GIVEN TEXT:
Republicans have faced significant losses in New Mexico, where the president lost by 8 percentage points in 2016. A Republican presidential candidate has not carried the state since 2004. Democrats swept the midterms last year and now control every statewide office, both chambers of the legislature and the entire congressional delegation.

“Trump destroyed the Republican Party of New Mexico,” said James Lester, 67, a self-described lifelong Republican who joined in an anti-Trump rally Monday night near downtown Albuquerque.

Like many other residents of the state, Lester counts Hispanics and Anglos among his ancestors. On Monday, he wore a red T-shirt proclaiming “MAGA: Mexicans Always Get Across.” “It’s insulting for him to even step foot in this state,” Lester said.

Still, the Trump campaign seems set on courting Hispanics, and both Democrats and Republicans believe such voters could be decisive in states like Arizona, Florida and Texas. In 2016, roughly 28% of Hispanic voters cast their ballot for Trump, according to exit interviews and the Pew Research Centre.

Before the president’s arrival, Steve Cortes, a longtime Trump supporter and CNN contributor, warmed up the crowd inside the Santa Ana Star Centre by railing against the news media, accusing reporters of “smearing” the president with their charges of racism. People roared in approval. They did so again after Trump asked Cortes, “Who do you like more, the country or the Hispanics?”

EXERCISE TASKS:
A. In the report on the New Mexico rally, why does the Trump campaign seem set on courting Hispanic voters?
B. Resume the report on the New Mexico rally after its final sentence, keeping its tone and style.

AVAILABLE DATA:
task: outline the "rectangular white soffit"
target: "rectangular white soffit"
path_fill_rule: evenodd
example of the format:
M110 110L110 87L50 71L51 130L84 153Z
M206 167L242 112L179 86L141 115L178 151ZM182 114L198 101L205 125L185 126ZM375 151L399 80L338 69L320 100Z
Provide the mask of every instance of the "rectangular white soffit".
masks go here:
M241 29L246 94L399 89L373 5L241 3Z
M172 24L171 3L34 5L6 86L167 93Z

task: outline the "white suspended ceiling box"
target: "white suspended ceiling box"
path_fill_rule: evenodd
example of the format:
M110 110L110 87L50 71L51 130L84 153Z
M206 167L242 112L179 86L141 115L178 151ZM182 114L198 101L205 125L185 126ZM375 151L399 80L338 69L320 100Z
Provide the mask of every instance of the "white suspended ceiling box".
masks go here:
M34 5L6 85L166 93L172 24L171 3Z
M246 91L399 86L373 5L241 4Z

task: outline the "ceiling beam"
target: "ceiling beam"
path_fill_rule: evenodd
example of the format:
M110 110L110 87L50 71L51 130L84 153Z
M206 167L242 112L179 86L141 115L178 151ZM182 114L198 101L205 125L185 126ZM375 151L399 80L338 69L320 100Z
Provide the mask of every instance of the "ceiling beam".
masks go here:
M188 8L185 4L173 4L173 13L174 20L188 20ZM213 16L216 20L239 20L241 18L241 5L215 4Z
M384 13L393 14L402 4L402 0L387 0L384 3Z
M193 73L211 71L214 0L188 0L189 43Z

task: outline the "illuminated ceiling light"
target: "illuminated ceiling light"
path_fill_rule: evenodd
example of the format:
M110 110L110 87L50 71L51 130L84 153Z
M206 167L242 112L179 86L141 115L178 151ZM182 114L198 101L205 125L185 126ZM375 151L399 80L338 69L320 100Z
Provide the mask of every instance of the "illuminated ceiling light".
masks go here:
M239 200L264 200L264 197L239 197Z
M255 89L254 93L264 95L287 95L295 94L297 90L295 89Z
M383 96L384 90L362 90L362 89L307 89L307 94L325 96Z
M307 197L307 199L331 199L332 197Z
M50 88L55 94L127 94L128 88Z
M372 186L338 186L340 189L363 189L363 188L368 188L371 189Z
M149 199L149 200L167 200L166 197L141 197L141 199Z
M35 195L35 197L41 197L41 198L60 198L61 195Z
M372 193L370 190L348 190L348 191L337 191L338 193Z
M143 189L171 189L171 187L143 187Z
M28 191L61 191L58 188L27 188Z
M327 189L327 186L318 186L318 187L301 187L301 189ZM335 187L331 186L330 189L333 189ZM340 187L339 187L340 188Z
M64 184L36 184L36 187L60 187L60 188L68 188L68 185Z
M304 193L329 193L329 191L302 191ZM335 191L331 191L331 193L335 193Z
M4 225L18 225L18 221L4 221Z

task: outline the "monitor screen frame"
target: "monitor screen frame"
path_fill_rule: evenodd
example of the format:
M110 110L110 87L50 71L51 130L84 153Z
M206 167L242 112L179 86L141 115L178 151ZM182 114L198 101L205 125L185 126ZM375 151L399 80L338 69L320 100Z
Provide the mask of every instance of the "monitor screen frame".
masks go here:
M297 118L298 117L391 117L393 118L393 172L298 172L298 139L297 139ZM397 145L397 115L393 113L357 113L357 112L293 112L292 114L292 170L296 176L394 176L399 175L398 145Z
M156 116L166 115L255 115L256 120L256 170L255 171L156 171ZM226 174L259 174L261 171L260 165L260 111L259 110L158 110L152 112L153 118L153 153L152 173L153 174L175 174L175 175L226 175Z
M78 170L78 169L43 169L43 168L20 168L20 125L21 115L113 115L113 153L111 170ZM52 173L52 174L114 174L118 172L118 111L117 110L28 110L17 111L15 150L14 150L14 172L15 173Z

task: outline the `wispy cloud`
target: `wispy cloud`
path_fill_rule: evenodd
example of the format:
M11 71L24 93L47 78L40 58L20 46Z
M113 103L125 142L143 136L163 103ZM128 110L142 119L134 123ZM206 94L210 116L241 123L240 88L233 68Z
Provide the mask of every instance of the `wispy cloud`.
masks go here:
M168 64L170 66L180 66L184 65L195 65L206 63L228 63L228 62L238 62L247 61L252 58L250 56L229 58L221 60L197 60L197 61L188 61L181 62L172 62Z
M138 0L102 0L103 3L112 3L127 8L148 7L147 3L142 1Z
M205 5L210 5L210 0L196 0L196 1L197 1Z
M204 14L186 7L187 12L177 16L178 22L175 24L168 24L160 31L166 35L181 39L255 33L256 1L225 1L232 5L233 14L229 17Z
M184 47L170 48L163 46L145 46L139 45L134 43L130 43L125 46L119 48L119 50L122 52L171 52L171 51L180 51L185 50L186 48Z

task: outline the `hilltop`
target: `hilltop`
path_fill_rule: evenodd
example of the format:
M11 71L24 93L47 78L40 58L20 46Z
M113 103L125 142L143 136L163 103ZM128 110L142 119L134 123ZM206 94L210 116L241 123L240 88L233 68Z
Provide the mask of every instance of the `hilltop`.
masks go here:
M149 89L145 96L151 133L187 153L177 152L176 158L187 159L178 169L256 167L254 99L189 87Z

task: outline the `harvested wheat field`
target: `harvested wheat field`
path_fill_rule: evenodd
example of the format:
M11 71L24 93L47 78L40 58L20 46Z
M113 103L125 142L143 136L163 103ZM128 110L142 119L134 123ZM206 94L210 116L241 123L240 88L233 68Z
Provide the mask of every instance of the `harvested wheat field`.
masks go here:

ANSWERS BY TASK:
A. Both Democrats and Republicans believe Hispanic voters could be decisive in states such as Arizona, Florida and Texas.

B.
Outside the arena, many saw the question as raising a false choice about loyalties. Inside, there was nothing but deafening cheers for both men. Several attendees interviewed after the event shrugged off the exchange.

The waves of cheers came again when the president claimed without evidence that San Diego residents had “begged” him for a border wall. No organised or documented request came from San Diego, and the Republican mayor there has opposed the wall. In the hours before the president’s speech, many rally attendees spoke with alarm about gang members and drug dealers they believed had newly taken root in their neighbourhoods. Even before the president himself broached the subject, the crowd began chanting, “Build the wall!”

“It’s our culture under attack, the American way of life,” said Ralph Medina, 77, who has spent the last three years traveling off and on from his home in El Paso to sell $20 Trump baseball caps at rallies across the country. “I’ve got family who was born over there in Mexico, but I’m American first. We’ve been here a long time.”

When asked if he saw any connection between the president’s rhetoric, racial divisiveness and the shooting in his hometown, Medina scoffed, calling it a “frenzy made by the media.”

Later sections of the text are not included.